§ **STATED PROBLEM**:
Rewrite the stretch of the listing below, from the line containing "Return one point per instance of the green" through its end, as a numbered list with any blank lines left out. Include nothing outside that stretch.
— START DATA FOR THIS EXERCISE —
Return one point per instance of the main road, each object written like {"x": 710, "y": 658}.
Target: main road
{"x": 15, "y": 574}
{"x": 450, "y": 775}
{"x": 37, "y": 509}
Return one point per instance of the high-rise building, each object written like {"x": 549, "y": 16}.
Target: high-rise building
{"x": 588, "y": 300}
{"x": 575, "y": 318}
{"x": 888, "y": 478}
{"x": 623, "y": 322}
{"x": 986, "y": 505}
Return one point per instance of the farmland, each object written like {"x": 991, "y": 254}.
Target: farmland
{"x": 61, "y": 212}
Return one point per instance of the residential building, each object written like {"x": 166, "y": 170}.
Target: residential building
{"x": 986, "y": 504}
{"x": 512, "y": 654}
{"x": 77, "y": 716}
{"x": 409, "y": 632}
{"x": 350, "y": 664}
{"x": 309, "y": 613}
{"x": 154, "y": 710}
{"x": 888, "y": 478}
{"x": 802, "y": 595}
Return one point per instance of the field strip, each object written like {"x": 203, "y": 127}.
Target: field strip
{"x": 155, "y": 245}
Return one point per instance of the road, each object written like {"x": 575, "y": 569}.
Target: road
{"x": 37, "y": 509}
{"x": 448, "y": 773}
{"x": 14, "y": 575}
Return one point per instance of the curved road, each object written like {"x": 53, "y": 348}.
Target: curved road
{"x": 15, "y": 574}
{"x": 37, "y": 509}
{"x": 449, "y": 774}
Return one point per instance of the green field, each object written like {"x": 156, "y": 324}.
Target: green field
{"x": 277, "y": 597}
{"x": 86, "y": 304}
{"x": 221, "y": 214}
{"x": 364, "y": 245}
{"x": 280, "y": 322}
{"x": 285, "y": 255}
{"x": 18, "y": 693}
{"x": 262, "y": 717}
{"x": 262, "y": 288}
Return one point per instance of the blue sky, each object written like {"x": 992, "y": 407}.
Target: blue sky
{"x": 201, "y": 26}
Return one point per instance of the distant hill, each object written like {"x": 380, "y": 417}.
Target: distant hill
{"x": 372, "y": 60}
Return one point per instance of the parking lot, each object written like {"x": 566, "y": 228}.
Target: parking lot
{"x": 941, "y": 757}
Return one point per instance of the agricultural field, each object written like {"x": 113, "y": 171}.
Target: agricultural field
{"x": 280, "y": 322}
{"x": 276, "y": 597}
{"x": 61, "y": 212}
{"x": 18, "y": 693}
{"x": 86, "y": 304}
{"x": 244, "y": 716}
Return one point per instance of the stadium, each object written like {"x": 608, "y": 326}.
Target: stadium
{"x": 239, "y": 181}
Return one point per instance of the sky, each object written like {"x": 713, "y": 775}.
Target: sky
— END DATA FOR THIS EXERCISE —
§ **SOLUTION BELOW**:
1. Return one point per instance of the green field, each object written like {"x": 156, "y": 324}.
2. Target: green field
3. {"x": 277, "y": 597}
4. {"x": 86, "y": 304}
5. {"x": 221, "y": 214}
6. {"x": 364, "y": 245}
7. {"x": 280, "y": 322}
8. {"x": 285, "y": 255}
9. {"x": 18, "y": 693}
10. {"x": 262, "y": 717}
11. {"x": 262, "y": 288}
12. Return one point per instance of the blue sky, each object written like {"x": 992, "y": 407}.
13. Target: blue sky
14. {"x": 201, "y": 26}
15. Return one point per instance of the distant hill, each object written like {"x": 380, "y": 417}.
16. Target: distant hill
17. {"x": 372, "y": 60}
18. Return one point per instance of the parking lot, each object written like {"x": 566, "y": 228}.
19. Target: parking lot
20. {"x": 941, "y": 757}
21. Return one point per instance of the agricultural field, each object written like {"x": 113, "y": 171}.
22. Target: agricultural field
23. {"x": 280, "y": 322}
24. {"x": 276, "y": 597}
25. {"x": 61, "y": 212}
26. {"x": 18, "y": 693}
27. {"x": 86, "y": 304}
28. {"x": 244, "y": 716}
29. Return one point per instance of the stadium, each object written like {"x": 608, "y": 326}.
30. Target: stadium
31. {"x": 239, "y": 181}
32. Return one point per instance of the sky, each object written like {"x": 713, "y": 775}.
33. Target: sky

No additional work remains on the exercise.